Objetivo de la tarea >> Reproduce estas líneas cambiando "Can you find" por "Please locate" en todos los registros, sin alterar nada más.

Material proporcionado >>
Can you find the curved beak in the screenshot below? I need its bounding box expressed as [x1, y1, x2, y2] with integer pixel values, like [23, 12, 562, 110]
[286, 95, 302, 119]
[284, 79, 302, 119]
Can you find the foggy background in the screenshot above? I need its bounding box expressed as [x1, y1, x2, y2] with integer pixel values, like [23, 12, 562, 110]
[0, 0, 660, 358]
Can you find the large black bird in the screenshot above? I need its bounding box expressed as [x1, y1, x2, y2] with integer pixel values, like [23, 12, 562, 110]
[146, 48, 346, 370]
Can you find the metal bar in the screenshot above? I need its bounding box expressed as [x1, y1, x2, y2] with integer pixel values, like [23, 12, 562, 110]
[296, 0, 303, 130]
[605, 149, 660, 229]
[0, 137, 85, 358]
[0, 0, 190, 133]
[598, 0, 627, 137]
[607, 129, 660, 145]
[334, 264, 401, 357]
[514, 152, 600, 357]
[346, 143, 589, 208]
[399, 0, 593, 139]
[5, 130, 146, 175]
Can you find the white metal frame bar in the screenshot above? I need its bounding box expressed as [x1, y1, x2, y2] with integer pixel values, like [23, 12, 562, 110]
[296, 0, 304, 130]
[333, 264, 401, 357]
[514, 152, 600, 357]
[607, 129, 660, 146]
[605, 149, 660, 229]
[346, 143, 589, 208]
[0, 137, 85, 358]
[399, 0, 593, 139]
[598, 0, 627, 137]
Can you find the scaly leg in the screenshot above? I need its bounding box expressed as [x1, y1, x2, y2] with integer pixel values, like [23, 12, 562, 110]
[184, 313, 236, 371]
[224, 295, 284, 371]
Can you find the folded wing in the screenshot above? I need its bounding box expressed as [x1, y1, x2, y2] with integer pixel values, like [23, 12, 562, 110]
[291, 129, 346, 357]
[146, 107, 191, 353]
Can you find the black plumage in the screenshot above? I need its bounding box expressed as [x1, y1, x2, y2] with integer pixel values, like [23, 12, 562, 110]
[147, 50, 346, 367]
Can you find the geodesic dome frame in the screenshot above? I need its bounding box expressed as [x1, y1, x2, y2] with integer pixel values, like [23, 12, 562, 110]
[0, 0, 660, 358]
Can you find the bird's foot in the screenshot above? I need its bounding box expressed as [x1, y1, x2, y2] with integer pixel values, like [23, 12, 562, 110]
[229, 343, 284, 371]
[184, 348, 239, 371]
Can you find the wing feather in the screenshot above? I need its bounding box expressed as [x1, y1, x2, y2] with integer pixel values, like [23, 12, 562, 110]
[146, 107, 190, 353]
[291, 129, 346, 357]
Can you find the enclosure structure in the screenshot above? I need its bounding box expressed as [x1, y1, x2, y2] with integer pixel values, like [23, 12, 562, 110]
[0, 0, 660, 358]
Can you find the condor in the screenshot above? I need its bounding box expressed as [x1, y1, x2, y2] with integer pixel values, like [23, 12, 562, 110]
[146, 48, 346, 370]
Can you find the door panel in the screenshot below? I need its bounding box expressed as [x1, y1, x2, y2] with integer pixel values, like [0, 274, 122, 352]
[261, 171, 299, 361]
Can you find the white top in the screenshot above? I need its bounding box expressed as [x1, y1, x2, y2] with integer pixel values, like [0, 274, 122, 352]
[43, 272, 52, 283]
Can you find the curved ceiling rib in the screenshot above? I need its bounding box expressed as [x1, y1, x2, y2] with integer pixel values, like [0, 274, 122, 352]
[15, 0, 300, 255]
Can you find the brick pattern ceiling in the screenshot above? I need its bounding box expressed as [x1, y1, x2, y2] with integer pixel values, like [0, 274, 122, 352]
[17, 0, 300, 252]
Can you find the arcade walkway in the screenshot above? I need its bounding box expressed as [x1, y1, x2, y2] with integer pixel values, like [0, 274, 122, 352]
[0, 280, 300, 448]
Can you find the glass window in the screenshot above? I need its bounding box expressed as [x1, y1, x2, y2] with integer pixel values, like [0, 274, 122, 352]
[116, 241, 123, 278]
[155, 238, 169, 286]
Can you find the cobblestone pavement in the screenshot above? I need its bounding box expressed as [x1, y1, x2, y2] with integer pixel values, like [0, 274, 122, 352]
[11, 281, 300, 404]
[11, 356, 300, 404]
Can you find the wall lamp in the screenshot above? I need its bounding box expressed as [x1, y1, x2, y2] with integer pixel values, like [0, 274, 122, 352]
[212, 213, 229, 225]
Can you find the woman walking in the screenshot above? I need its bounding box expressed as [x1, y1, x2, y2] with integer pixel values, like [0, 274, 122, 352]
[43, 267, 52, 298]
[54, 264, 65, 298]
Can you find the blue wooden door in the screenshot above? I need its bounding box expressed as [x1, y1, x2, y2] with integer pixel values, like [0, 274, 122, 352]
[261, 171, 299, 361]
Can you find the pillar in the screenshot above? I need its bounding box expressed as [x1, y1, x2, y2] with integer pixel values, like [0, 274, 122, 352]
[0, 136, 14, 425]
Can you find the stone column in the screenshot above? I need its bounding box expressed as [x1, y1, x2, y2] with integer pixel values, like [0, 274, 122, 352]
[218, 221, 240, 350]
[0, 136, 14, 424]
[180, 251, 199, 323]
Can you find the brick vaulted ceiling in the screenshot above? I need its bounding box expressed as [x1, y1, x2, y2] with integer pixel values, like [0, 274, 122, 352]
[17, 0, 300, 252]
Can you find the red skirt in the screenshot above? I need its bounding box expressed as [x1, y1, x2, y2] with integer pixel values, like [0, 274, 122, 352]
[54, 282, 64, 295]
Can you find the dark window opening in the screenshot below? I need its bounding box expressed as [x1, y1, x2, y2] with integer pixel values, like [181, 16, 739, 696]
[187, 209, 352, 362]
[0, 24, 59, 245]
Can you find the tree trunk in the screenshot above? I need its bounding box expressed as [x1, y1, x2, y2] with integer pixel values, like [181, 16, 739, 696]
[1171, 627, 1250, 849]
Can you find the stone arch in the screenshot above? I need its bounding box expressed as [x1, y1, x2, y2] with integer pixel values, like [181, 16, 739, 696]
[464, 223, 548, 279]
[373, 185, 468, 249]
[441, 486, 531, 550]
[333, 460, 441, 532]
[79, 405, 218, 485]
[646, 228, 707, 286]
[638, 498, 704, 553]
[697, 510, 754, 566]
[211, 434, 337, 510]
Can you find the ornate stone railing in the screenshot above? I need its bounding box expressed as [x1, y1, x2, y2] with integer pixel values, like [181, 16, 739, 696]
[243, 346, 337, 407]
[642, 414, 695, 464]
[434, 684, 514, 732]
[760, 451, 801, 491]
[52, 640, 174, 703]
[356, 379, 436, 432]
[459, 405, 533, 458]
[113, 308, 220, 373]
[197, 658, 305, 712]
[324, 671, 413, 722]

Respuesta a la tarea >>
Please locate the curved beak in the screenshot below? I need its bounding box expressed as [x1, y1, x2, y2] with integer pixel values, like [23, 12, 562, 110]
[286, 95, 302, 119]
[284, 79, 302, 119]
Please locate the foggy background in the screenshot above? I need its bounding box expressed as [x1, y1, x2, y2] with integer pixel values, like [23, 12, 562, 110]
[0, 0, 660, 358]
Please locate the large black bird in the screenshot above? I need its bounding box expressed as [x1, y1, x2, y2] with integer pixel values, like [23, 12, 562, 110]
[146, 48, 346, 370]
Please locate the metal bar in the screenshot above? I need its bounding box expressed as [x1, y1, x2, y2] with integer pixel values, like [23, 12, 562, 110]
[296, 0, 303, 130]
[605, 149, 660, 229]
[0, 137, 85, 358]
[0, 0, 190, 133]
[598, 0, 627, 137]
[607, 129, 660, 145]
[334, 264, 401, 357]
[514, 152, 600, 357]
[346, 143, 589, 208]
[399, 0, 593, 139]
[5, 130, 146, 175]
Please locate the white metal frame bar in the screenshot above? I need its bounding box expressed as [x1, y1, x2, y2] with integer pixel values, like [23, 12, 562, 110]
[296, 0, 304, 130]
[333, 264, 401, 357]
[514, 152, 600, 357]
[607, 129, 660, 146]
[605, 149, 660, 229]
[346, 143, 589, 208]
[0, 137, 85, 358]
[399, 0, 593, 139]
[598, 0, 627, 137]
Please locate the scaly leg in the screenshot above? I need its bounding box expressed as [x1, y1, x2, y2] with integer pixel values, like [23, 12, 562, 110]
[184, 313, 236, 371]
[224, 295, 284, 371]
Please locate the folded wing in the screenshot above? I need its bounding box expressed as [x1, y1, x2, y2] with integer pixel values, like [23, 12, 562, 110]
[291, 129, 346, 357]
[146, 107, 191, 353]
Please locate the black plumage in the screenshot above? I need its bounding box expressed as [x1, y1, x2, y2] with integer pixel values, like [23, 12, 562, 110]
[147, 50, 346, 367]
Please locate the geodesic dome frame in the screenshot above? I need its bounding box expressed as [x1, y1, x2, y2] with integer pixel values, like [23, 12, 562, 110]
[0, 0, 660, 358]
Please locate the bird's foot in the screenshot above? I need its bounding box expressed as [x1, y1, x2, y2] with integer pixel values, like [23, 12, 562, 110]
[229, 343, 284, 371]
[184, 348, 239, 371]
Please locate the wing feather in the screenshot above? I need its bounding box expressed as [x1, y1, x2, y2] with integer pixel values, like [23, 12, 562, 110]
[146, 107, 190, 353]
[291, 129, 346, 357]
Please locate the enclosure structure in the screenshot above? I need its bounding box expressed as [x1, y1, x2, y2] with integer pixel values, like [23, 12, 562, 110]
[0, 0, 660, 358]
Please locate the condor in the screenshot above? I need its bounding box expressed as [x1, y1, x2, y2] with integer pixel values, like [23, 12, 562, 110]
[146, 48, 346, 370]
Please locate the door panel in the screenshot below? I need its bounding box expressed as [x1, y1, x2, y2] with integer pixel values, like [0, 274, 122, 352]
[261, 171, 299, 361]
Please locate the white top in the screenshot above? I need its bounding box expressed as [x1, y1, x2, y2] with integer pixel values, like [0, 274, 122, 352]
[43, 272, 52, 283]
Please locate the curved ceiling rib in the screenshot above? I need its bounding box expressed as [x1, y1, x2, y2] with integer pixel values, like [0, 274, 122, 352]
[15, 0, 300, 255]
Please locate the brick pattern ceiling in the screenshot above? I need its bounding box expressed as [x1, y1, x2, y2] with integer pixel values, like [0, 274, 122, 352]
[17, 0, 300, 252]
Please locate the arcade walkway in the screenshot above? I need its bounding box expressed as [x1, y1, x2, y2] with integer pixel values, like [0, 274, 122, 352]
[0, 280, 300, 448]
Please locate the glass window in the screenshot above? I need its bounding box expressed as [x1, y1, x2, y2] with integer pixel values, like [0, 274, 122, 352]
[116, 241, 123, 278]
[155, 238, 169, 286]
Please locate the cobblestone pavement in the screenshot above? I need its bounding box expressed as [x1, y1, x2, y2] with integer pixel values, like [0, 274, 122, 352]
[11, 281, 300, 404]
[11, 356, 300, 404]
Please locate the wall lamp in the screenshot above? I need its bounding box expressed as [x1, y1, x2, y2] with integer pixel values, like [0, 274, 122, 352]
[212, 213, 229, 225]
Please locate the woman walking in the screenshot above? I need its bounding box expressed as [x1, y1, x2, y2] with integer pixel values, like [0, 274, 122, 352]
[43, 267, 52, 298]
[54, 264, 65, 298]
Please locate the blue wooden door in the screenshot above? I need its bounding box expressed as [x1, y1, x2, y2] with integer pixel values, like [0, 274, 122, 352]
[261, 171, 299, 361]
Please locate the pillar in the screenshot above? I need its bounding box expressed as [x1, y1, x2, y2] with integer pixel values, like [0, 274, 122, 352]
[0, 136, 14, 425]
Please locate the stone column in the screenshot above? I need its bounding box expressed as [x1, y1, x2, y2] with integer pixel values, like [0, 274, 122, 352]
[218, 221, 240, 350]
[0, 136, 14, 424]
[180, 251, 199, 323]
Please locate the brick vaulted ceiling in the screenshot above? I need its bounding box expressed as [x1, y1, x2, y2] with integer pixel values, like [0, 274, 122, 352]
[17, 0, 300, 252]
Please locate the red skirt in the screenshot above? I need its bounding box expressed as [x1, y1, x2, y2] with integer pixel values, like [0, 274, 122, 352]
[54, 282, 64, 295]
Please locate the dark window opening in the screenshot below? I need its bounding box expressed as [x1, y1, x2, y2] with integer pixel values, like [181, 16, 739, 696]
[187, 209, 352, 362]
[0, 24, 59, 245]
Please locate the tree trunk in the screenshot above? I need its bounding box expressed as [x1, y1, x2, y2] with integer pixel values, like [181, 16, 739, 696]
[1171, 627, 1250, 849]
Please locate the stone arch in the screenshot above? I need its bounding box expressed as [x1, y1, x2, y2] with integer pixel values, like [181, 16, 739, 696]
[464, 223, 548, 279]
[373, 185, 468, 249]
[441, 486, 531, 550]
[333, 460, 441, 532]
[79, 405, 218, 485]
[646, 228, 707, 286]
[638, 498, 704, 553]
[697, 510, 754, 566]
[211, 434, 337, 510]
Please locate the ornate stone railing in the screenshot above? I need its bounding box expressed as [x1, y1, x2, y2] with integer pixel values, like [181, 16, 739, 696]
[243, 346, 337, 407]
[642, 414, 695, 464]
[434, 684, 514, 732]
[760, 451, 801, 491]
[52, 640, 174, 703]
[356, 379, 436, 432]
[459, 405, 533, 458]
[113, 308, 220, 373]
[197, 658, 305, 712]
[324, 671, 413, 722]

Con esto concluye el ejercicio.